# [Required action]
Go through the data below and gather each line containing "hose".

# [Extracted material]

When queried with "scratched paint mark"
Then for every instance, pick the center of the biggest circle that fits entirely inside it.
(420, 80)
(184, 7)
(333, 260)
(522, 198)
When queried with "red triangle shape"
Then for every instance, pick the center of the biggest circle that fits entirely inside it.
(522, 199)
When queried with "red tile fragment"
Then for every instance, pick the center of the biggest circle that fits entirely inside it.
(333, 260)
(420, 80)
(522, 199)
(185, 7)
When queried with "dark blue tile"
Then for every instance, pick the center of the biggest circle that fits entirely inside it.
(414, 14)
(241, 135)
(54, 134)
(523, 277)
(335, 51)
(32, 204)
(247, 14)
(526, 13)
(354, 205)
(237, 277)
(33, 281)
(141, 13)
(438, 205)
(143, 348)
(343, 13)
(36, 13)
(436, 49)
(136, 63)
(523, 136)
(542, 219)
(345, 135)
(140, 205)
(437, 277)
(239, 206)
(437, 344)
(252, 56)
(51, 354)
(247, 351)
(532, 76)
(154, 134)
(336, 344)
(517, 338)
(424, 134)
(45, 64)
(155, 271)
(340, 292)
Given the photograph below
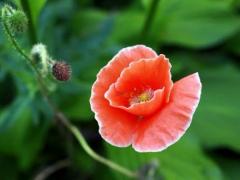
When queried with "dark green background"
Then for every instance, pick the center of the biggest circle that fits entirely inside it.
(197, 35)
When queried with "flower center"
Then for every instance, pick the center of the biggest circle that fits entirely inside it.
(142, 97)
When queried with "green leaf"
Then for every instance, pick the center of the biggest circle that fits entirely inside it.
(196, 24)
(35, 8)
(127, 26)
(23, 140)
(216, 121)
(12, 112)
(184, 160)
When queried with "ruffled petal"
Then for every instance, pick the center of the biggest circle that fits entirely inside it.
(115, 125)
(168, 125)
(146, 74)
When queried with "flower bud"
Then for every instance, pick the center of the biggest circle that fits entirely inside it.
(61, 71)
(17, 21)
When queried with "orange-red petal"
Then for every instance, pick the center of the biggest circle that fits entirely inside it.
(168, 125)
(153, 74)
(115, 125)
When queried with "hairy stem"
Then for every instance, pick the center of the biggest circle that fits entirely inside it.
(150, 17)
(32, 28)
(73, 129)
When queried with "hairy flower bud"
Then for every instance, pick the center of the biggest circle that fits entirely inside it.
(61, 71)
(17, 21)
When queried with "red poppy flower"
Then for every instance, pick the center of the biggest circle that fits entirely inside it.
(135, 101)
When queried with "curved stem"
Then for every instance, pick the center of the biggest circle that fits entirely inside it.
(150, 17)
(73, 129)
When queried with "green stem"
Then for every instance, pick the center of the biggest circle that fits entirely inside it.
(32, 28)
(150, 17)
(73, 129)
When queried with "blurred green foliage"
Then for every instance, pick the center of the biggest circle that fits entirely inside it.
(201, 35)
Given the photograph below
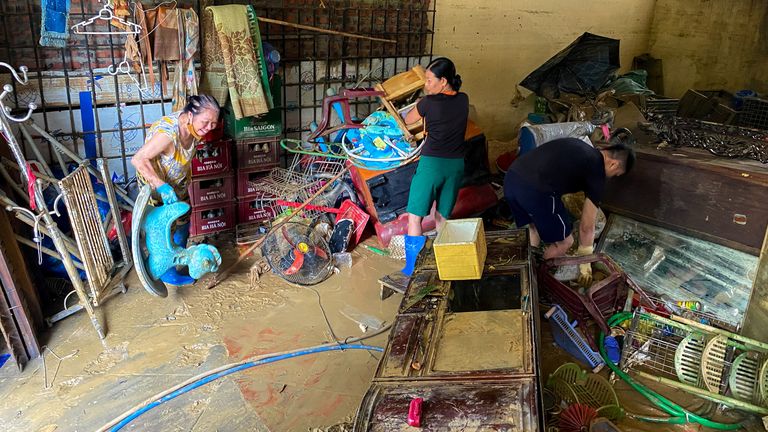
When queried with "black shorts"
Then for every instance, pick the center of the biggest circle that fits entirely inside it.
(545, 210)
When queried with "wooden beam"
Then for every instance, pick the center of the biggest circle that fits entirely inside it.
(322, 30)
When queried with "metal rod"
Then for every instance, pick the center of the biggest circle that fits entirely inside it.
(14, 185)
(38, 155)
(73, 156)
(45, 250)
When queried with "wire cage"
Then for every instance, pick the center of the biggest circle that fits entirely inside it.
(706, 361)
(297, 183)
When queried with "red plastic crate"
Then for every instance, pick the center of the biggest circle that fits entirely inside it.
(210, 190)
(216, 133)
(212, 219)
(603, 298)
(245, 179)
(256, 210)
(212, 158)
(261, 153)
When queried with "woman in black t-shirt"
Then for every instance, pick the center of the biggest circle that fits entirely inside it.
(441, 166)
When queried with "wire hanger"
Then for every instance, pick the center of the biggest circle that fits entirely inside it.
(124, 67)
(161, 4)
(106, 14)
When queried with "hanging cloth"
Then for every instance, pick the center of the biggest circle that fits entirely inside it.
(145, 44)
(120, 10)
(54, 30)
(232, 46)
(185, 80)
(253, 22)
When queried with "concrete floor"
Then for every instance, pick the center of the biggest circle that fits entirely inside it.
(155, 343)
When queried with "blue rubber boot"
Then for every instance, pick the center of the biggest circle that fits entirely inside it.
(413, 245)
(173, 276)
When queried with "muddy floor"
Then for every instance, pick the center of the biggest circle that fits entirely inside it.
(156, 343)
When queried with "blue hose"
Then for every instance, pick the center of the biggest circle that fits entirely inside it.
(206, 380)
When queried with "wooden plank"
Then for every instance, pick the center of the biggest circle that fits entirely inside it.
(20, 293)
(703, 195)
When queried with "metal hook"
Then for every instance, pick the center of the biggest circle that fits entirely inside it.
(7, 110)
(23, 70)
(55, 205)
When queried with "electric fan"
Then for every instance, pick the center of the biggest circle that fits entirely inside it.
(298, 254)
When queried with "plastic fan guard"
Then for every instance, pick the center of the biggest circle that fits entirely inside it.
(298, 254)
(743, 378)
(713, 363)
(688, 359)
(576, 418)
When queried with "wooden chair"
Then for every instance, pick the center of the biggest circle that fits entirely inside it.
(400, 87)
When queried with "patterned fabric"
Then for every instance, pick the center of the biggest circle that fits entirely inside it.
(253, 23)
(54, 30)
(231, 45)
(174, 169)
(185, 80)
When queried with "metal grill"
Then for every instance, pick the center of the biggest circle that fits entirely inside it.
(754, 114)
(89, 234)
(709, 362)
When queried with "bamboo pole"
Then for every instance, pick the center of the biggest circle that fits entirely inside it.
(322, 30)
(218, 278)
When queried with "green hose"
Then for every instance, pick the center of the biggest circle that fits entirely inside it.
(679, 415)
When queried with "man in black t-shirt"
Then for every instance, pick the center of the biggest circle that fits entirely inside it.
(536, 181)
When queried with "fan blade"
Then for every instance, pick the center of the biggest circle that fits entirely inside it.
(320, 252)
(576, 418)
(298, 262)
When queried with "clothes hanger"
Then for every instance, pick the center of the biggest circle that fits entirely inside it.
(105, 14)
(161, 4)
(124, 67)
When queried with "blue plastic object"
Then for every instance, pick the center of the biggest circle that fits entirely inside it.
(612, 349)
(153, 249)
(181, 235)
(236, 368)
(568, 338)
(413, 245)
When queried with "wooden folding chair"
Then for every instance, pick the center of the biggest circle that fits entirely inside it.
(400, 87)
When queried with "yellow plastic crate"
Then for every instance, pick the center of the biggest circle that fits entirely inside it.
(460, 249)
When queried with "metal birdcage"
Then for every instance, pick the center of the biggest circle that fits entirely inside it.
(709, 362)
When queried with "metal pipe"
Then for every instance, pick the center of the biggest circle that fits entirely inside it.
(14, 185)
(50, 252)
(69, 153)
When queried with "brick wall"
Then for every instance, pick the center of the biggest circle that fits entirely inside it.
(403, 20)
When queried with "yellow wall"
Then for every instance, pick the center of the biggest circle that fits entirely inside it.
==
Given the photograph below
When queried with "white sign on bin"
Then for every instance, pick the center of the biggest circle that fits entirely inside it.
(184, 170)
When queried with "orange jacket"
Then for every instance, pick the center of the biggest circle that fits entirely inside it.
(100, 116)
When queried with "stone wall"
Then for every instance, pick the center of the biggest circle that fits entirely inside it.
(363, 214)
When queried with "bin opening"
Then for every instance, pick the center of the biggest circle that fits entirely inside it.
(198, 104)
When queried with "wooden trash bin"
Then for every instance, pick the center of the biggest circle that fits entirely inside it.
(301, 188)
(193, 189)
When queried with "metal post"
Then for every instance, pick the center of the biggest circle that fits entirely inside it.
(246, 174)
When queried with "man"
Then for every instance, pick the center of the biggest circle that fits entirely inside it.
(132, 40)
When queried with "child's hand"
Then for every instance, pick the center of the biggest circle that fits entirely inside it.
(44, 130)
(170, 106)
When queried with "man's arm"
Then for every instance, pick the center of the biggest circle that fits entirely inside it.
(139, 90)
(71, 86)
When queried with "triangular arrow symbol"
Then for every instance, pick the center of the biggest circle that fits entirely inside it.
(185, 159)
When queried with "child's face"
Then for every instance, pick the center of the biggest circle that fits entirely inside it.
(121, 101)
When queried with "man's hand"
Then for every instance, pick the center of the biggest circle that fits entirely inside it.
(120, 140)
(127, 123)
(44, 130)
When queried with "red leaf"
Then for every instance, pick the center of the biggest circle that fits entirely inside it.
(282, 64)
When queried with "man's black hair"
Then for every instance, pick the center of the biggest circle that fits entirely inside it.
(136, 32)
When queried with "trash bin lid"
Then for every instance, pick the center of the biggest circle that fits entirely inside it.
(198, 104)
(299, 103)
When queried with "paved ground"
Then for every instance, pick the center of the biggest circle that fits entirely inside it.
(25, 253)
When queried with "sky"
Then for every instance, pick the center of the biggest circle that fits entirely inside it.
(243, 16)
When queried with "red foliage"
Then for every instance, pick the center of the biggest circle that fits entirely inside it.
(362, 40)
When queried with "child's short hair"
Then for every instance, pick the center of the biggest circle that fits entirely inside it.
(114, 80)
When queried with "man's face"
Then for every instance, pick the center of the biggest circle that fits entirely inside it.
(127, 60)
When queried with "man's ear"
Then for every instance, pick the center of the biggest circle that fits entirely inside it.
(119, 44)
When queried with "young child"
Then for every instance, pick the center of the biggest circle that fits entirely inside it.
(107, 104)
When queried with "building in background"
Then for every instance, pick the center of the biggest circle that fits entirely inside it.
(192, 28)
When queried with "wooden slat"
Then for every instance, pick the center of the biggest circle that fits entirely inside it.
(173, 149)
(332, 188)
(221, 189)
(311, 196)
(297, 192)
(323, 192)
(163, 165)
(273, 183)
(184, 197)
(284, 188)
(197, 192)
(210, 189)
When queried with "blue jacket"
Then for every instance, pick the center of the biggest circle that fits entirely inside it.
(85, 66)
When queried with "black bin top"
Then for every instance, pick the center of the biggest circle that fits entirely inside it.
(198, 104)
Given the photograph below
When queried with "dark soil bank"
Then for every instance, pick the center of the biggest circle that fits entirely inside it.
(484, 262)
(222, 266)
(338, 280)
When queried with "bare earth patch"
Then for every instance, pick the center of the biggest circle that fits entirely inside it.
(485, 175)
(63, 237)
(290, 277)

# [Result of the exercise]
When queried with "blue hose"
When queried with "green hose"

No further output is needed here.